=== Begin Enclosure ===
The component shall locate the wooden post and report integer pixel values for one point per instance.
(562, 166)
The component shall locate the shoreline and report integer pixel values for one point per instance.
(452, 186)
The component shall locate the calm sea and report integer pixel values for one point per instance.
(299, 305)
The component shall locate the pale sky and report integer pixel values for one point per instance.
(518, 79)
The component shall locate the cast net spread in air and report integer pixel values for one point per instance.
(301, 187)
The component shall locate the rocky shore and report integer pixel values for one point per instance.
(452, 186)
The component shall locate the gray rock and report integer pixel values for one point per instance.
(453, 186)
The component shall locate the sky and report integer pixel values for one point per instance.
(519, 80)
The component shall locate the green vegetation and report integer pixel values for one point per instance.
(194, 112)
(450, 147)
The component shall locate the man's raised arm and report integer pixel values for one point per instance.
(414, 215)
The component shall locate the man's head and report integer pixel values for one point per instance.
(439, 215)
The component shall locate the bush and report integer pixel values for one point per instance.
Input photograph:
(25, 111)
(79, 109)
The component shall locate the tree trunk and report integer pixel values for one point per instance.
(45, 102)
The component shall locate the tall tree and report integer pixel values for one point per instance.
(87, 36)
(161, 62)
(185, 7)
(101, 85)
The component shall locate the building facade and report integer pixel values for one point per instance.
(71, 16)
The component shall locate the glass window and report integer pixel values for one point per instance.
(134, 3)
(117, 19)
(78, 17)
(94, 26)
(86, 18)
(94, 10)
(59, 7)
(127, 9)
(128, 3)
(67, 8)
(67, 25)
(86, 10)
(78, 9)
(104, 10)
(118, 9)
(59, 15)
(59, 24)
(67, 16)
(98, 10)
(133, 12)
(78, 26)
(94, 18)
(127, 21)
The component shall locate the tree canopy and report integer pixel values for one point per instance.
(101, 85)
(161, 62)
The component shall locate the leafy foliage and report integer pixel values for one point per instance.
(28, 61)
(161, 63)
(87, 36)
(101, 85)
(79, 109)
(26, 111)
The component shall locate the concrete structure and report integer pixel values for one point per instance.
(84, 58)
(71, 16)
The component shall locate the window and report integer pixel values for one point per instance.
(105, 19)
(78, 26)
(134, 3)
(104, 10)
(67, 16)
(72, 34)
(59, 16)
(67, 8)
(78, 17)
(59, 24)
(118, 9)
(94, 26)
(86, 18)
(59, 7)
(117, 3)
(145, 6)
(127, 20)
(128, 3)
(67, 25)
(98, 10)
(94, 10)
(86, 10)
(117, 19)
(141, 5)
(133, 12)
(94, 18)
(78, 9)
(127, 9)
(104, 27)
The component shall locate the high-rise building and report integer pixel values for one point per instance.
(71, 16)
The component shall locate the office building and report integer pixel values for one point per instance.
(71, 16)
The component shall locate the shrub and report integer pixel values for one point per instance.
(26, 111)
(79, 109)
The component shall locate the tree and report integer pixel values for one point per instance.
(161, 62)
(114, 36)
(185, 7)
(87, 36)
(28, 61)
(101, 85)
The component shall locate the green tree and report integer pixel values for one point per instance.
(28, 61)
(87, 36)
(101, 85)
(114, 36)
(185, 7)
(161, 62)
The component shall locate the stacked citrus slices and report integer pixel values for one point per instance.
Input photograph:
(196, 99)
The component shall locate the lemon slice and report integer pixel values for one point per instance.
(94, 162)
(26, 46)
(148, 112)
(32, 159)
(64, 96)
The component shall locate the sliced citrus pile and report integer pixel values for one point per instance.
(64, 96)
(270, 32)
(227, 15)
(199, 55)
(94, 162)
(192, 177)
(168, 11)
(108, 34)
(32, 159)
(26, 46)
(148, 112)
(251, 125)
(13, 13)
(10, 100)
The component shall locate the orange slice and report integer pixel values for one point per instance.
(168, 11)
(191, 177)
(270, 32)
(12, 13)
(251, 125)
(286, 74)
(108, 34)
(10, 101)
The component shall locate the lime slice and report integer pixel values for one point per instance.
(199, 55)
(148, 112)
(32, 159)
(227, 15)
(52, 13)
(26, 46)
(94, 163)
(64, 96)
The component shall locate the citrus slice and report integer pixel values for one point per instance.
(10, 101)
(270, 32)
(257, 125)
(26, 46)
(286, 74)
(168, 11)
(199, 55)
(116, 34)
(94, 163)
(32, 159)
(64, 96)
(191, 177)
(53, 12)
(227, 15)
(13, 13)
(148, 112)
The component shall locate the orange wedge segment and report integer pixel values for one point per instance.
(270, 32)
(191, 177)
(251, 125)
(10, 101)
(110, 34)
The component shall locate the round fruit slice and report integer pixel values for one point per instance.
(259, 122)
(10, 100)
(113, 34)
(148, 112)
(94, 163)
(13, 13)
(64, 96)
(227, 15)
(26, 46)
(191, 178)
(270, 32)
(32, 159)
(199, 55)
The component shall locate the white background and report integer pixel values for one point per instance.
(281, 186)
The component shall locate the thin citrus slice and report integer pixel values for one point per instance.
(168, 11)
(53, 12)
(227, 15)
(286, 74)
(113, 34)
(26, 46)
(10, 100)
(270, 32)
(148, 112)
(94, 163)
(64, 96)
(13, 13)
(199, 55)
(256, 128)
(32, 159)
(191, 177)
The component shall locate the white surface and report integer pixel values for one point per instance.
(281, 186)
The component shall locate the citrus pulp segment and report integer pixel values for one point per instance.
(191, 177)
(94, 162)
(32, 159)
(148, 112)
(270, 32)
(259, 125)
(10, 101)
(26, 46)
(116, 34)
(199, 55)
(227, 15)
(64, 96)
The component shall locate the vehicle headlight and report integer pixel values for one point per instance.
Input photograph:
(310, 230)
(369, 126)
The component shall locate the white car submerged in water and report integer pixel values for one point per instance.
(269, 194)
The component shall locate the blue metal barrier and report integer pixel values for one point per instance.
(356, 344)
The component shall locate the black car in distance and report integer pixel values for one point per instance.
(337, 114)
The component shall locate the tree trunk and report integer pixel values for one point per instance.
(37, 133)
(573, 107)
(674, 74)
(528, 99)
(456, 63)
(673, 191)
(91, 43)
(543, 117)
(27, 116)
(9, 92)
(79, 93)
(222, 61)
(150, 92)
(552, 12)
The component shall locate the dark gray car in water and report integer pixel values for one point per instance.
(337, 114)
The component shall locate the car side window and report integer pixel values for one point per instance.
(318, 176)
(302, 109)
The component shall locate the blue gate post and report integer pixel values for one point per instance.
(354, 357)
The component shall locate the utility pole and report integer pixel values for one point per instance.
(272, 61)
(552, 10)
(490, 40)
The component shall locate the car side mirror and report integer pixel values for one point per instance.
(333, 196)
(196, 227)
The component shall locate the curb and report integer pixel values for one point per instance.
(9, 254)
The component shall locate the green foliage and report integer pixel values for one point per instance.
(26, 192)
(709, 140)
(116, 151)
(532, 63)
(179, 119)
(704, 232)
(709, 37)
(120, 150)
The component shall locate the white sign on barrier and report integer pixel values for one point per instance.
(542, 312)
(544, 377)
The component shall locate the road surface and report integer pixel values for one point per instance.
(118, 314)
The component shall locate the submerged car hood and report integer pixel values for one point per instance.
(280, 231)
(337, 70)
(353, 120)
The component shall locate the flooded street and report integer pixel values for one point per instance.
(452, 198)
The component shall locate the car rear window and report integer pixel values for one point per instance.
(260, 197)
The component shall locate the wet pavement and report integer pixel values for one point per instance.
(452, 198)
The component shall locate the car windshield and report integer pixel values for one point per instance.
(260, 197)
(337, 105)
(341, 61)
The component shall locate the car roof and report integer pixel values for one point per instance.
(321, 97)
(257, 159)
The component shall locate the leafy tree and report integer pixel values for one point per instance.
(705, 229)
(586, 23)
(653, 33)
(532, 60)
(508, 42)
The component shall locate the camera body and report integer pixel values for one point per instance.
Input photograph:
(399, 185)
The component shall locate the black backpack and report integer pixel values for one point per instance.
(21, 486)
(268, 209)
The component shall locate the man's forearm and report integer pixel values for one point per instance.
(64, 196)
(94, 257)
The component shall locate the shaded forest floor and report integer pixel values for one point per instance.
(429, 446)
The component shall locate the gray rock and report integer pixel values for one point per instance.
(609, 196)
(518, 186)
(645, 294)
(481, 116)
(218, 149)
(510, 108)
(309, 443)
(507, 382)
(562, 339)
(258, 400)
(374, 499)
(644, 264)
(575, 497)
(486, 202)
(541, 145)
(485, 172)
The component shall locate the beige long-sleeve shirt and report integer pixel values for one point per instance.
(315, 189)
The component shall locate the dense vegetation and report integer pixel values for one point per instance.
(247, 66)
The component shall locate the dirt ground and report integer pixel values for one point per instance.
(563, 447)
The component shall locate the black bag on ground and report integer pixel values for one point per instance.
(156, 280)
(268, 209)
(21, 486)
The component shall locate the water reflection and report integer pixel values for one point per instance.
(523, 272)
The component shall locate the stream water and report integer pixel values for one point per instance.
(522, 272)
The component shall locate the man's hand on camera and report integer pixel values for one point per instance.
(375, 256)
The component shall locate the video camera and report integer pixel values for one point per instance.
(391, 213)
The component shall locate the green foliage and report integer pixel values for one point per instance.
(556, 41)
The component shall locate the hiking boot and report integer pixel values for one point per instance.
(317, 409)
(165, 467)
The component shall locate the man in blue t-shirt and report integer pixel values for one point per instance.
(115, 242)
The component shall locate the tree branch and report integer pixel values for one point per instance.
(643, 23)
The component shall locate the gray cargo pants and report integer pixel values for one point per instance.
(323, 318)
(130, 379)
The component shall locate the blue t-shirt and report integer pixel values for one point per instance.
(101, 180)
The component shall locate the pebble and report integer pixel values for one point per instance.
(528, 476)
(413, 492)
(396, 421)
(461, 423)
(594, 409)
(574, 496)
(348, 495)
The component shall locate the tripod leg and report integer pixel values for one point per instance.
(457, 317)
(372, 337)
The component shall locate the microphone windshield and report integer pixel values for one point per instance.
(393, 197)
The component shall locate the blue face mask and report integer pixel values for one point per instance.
=== End Enclosure ===
*Assignment:*
In the listing above, find the line with "The component shall locate the road" and the line with "The component shall locate the camera"; set down exactly those two lines and every line between them, nothing more.

*Response box:*
The component shall locate the road surface and report integer pixel values for one point per instance.
(118, 314)
The component shall locate the submerged car hood and report integer pixel values for one point per instance.
(280, 231)
(337, 70)
(353, 120)
The component shall locate the flooded street and report integer pixel values for one point per instance.
(452, 198)
The component shall locate the car rear window and report integer pixel values for one point per instance.
(260, 197)
The component shall locate the wet pavement and report integer pixel values for one point per instance.
(452, 198)
The component shall locate the car windshield and report integer pixel values for one point per instance.
(260, 197)
(337, 105)
(341, 61)
The component shall locate the car roof and report integer pixel values for one point per instance.
(321, 97)
(257, 159)
The component shall locate the leafy tree and report integer pixel values for one point per instance.
(705, 229)
(586, 23)
(653, 33)
(532, 60)
(508, 42)
The component shall locate the camera body and report integer pixel values for one point per instance.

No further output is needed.